Scale the records below, starting with the line containing "Where would you say the silver" and continuing through the end of the records. Reproduce every line, requests included, but multiply each coordinate in the answers by 0.55 and round to whole numbers, with halves rounded up.

Rows of box annotation records
┏━━

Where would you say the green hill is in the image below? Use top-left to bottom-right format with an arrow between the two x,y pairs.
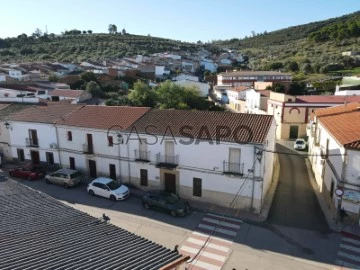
0,30 -> 200,63
214,11 -> 360,73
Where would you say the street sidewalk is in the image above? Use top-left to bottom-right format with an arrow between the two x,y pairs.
130,155 -> 280,223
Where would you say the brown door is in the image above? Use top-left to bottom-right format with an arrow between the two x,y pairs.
89,160 -> 97,178
86,134 -> 94,154
69,157 -> 75,170
109,164 -> 116,180
140,169 -> 148,186
165,173 -> 176,194
30,151 -> 40,165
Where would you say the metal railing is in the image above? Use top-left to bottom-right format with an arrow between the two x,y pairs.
156,153 -> 179,165
223,161 -> 244,175
135,150 -> 150,161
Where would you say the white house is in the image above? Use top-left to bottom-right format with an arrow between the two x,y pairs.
309,102 -> 360,219
9,69 -> 22,80
246,89 -> 270,114
174,80 -> 210,97
200,58 -> 218,72
7,103 -> 81,168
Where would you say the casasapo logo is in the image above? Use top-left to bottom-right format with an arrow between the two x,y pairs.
107,125 -> 254,145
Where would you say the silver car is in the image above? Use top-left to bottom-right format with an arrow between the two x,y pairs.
45,169 -> 83,188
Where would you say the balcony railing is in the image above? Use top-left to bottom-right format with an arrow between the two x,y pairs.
156,153 -> 179,168
25,138 -> 39,147
223,161 -> 244,175
83,143 -> 94,155
135,150 -> 150,162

┗━━

▸ **Task response**
Where would you say the silver car is in the image above? Use top-left to bottom-right format with an arrow between the two x,y pairs.
25,93 -> 46,103
Where would you say the balcony railing is in the image above? Use top-left to bottom-right format with an arrow between the two x,y pairs.
86,84 -> 98,92
14,76 -> 21,81
123,89 -> 134,96
46,79 -> 52,85
74,83 -> 83,89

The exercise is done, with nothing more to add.